Continue the passage on the paclitaxel and cisplatin trial in advanced ovarian cancer, starting after its final sentence.

(Supplied text)

Combination chemotherapy utilizing an alkylating agent and cisplatin has been considered the standard treatment approach for women with advanced ovarian cancer. Recently, a new chemotherapy agent, paclitaxel, has shown promising anti-cancer activity in the treatment of patients with advanced ovarian cancer. In order to evaluate whether paclitaxel could be superior to existing chemotherapy treatment approaches, doctors from the Gynecologic Oncology Group performed a clinical study.
In this clinical study, patients with suboptimally debulked stage III or IV ovarian cancer were randomly assigned to receive treatment with the standard chemotherapy regimen of cyclophosphamide and cisplatin or a new chemotherapy regimen combining paclitaxel with cisplatin. Four hundred ten women participated in this clinical study and the results of the 2 chemotherapy treatment regimens were directly compared. Sixty percent of patients treated with cisplatin and cyclophosphamide responded to treatment compared to 73% treated with cisplatin and paclitaxel. More importantly, patients treated with paclitaxel and cisplatin experienced a longer interval until cancer recurrence and were more likely to be alive 3 years from treatment. Patients treated with paclitaxel and cisplatin survived, on average, 18 months without cancer recurrence compared to 13 months for cisplatin and cyclophosphamide. The average duration of survival was 38 months compared to 24 months. Patients treated with paclitaxel and cisplatin, however, experienced increased side effects consisting of hair loss, suppression of the bone marrow, and fever.

(End Supplied text)
(Provided records)

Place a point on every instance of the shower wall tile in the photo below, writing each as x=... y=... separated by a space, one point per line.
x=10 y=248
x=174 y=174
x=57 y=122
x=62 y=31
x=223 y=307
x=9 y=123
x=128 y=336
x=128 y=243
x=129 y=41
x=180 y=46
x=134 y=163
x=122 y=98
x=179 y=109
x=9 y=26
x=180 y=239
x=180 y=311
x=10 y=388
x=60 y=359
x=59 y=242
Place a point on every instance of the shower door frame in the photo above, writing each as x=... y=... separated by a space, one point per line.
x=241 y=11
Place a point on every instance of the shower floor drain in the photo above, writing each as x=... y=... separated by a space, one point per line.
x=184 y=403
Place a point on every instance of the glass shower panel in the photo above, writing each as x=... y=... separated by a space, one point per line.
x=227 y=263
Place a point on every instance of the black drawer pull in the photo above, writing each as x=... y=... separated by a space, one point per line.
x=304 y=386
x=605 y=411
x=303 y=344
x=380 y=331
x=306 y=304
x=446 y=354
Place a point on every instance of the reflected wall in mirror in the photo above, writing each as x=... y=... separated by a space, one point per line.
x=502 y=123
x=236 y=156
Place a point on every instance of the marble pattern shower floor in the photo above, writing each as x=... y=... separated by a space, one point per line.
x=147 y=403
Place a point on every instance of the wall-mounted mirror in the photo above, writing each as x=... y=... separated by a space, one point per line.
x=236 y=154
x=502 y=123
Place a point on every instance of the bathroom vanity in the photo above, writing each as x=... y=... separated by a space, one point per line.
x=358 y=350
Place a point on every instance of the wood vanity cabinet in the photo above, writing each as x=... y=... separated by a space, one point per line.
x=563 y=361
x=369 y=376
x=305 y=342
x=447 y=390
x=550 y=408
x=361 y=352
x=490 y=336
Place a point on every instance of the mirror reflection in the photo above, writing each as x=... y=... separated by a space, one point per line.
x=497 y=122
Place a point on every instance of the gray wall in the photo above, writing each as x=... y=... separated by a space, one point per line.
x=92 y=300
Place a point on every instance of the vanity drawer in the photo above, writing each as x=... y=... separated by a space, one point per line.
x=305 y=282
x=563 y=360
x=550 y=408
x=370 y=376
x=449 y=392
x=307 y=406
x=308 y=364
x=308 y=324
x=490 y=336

(End Provided records)

**Result of this exercise:**
In summary, combination chemotherapy treatment with cisplatin and paclitaxel was proven to be superior to the previous standard of cyclophosphamide and cisplatin because it prolonged the time to cancer progression and improved the average duration of survival. Additional studies will be ongoing to determine the optimal way to administer paclitaxel chemotherapy for treatment of advanced ovarian cancer. (New England Journal of Medicine, Vol 334, No 1, 1996)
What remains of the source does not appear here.